* **DATA SHOWN**

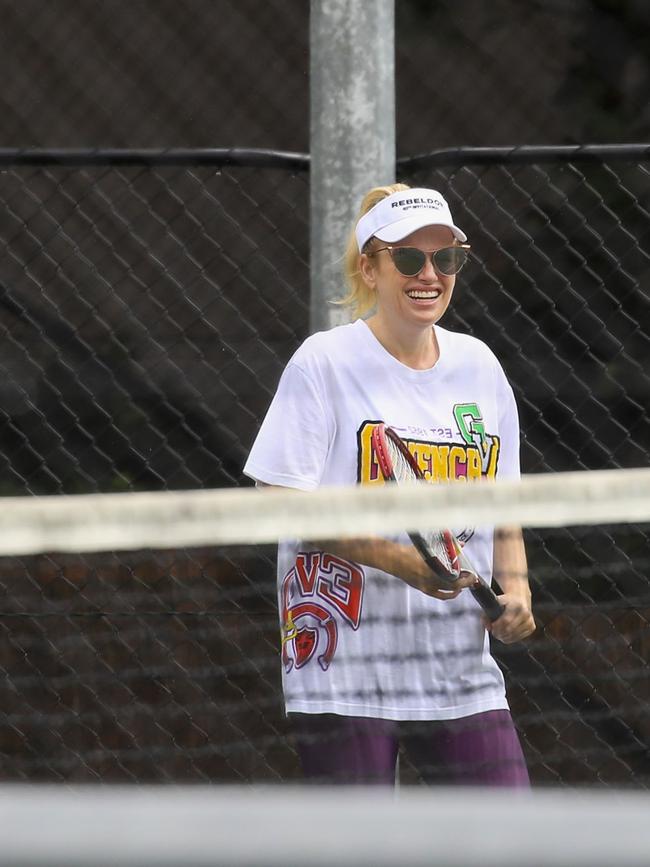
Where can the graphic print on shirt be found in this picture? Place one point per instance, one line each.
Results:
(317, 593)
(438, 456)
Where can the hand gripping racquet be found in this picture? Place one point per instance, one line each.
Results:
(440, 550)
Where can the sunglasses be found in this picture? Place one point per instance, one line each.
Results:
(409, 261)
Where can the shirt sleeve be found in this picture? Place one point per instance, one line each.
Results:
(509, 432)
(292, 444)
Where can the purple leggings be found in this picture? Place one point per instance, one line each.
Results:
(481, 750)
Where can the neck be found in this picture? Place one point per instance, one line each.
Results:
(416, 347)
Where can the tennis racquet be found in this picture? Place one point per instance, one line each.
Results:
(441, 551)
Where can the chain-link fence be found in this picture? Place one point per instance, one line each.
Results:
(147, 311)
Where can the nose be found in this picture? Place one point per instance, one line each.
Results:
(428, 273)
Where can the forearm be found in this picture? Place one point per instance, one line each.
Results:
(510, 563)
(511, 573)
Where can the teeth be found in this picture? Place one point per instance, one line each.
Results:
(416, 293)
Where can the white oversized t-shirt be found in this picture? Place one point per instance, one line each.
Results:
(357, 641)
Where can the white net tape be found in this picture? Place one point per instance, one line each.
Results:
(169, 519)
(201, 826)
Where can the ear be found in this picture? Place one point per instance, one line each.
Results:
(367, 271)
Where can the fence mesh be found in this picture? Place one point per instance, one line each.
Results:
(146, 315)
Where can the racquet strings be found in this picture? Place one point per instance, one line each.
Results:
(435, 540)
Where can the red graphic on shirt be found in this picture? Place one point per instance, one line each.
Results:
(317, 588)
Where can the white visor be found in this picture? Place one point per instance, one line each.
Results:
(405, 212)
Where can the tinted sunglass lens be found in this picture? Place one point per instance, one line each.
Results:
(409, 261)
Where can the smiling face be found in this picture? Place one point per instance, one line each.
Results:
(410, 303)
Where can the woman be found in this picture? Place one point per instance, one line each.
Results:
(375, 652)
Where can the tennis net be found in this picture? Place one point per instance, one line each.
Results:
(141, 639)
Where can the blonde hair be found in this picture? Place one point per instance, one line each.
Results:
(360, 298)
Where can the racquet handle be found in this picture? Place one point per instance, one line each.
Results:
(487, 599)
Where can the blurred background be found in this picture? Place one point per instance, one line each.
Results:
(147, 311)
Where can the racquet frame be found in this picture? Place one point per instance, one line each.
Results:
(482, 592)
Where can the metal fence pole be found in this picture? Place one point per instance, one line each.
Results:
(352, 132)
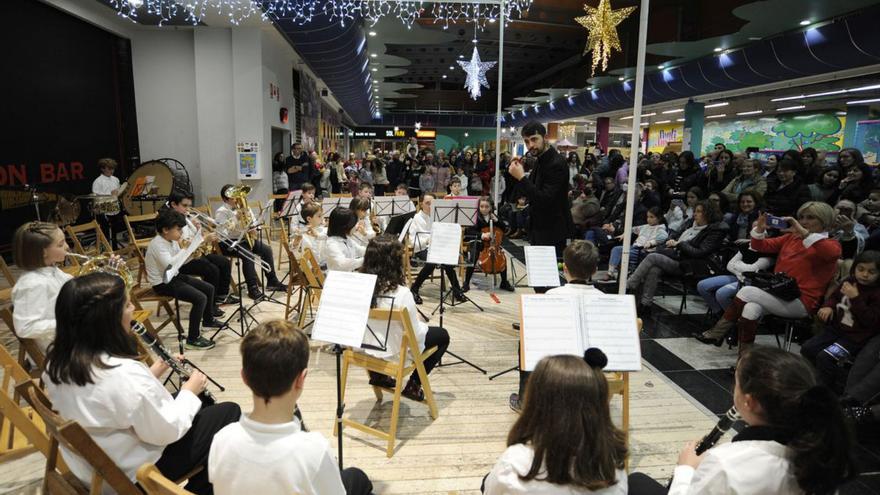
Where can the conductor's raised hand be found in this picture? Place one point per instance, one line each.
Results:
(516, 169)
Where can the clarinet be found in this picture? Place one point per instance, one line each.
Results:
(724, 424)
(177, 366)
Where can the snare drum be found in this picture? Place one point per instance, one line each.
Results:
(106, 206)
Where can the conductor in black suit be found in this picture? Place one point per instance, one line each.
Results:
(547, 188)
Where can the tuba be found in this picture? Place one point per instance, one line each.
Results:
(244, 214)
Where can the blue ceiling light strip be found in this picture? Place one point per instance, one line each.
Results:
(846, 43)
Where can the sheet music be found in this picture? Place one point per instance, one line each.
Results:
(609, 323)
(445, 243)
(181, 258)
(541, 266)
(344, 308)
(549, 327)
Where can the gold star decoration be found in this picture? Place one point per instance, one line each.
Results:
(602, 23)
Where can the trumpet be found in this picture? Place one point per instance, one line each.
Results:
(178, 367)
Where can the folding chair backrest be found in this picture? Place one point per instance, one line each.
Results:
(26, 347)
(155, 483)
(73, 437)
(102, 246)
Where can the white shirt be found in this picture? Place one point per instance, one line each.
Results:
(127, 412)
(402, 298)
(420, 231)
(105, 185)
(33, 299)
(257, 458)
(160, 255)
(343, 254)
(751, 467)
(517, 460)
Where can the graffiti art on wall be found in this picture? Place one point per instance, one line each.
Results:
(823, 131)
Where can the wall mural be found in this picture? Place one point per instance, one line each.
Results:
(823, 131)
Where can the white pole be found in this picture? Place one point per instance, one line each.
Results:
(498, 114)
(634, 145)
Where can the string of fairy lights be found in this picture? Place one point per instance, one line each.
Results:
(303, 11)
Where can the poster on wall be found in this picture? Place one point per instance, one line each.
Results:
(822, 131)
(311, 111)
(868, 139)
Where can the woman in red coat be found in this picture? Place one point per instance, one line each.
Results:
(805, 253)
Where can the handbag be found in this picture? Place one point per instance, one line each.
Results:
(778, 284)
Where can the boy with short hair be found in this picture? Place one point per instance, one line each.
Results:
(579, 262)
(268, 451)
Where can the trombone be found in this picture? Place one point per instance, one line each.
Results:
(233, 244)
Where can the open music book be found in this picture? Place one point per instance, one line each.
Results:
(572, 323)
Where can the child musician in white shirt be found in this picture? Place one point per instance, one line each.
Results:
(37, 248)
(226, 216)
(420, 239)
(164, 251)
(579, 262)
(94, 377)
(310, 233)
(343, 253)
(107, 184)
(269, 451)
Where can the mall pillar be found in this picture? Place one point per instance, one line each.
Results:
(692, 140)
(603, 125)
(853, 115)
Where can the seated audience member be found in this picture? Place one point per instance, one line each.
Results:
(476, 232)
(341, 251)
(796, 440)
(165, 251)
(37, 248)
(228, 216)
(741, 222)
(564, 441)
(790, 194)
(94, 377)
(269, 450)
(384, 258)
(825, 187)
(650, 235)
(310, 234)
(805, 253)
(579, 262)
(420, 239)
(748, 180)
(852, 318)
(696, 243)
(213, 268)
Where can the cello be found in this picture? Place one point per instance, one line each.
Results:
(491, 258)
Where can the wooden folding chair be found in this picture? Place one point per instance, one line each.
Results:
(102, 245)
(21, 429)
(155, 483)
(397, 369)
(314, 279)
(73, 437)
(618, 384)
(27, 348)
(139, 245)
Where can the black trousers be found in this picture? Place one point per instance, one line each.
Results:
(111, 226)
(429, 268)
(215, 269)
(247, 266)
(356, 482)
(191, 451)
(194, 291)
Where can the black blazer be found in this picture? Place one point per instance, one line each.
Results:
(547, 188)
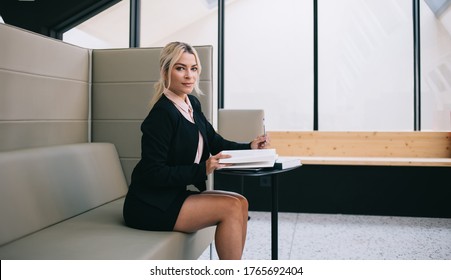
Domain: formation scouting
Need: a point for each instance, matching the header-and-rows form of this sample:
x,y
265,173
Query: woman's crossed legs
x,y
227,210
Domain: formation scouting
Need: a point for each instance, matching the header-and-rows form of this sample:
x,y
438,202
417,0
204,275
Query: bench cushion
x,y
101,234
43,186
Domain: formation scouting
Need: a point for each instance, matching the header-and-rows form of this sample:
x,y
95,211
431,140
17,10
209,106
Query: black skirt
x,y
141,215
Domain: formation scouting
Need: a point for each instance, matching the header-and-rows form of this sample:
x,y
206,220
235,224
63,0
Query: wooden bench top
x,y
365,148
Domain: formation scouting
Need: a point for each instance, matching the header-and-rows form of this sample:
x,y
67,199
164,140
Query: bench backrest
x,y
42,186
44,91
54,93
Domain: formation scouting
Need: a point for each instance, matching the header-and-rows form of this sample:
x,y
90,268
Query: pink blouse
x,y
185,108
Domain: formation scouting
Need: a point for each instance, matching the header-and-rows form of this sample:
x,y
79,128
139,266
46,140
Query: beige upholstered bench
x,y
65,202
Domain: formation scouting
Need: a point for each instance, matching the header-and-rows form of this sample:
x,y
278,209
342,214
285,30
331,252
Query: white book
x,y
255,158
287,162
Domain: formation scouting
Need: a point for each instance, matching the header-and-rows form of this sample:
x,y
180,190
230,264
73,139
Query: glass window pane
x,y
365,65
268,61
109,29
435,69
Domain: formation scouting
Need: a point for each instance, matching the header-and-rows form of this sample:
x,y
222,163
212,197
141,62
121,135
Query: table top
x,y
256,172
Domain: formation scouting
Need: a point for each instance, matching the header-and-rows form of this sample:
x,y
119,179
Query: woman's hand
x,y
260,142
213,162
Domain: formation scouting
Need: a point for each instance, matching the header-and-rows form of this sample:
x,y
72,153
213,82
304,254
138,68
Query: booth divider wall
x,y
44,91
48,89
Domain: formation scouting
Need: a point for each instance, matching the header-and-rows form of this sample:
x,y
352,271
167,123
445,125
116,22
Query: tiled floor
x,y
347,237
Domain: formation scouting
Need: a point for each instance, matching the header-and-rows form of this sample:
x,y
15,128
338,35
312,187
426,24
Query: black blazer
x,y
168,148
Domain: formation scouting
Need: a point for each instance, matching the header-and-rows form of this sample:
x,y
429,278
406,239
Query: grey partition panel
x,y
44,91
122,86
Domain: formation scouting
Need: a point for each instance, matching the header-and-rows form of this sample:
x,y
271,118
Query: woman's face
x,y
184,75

* **AIM OF THE TASK**
Report how many lines of the data above include "tennis", giving the number and no other words.

* **ANSWER TO THE EXERCISE**
2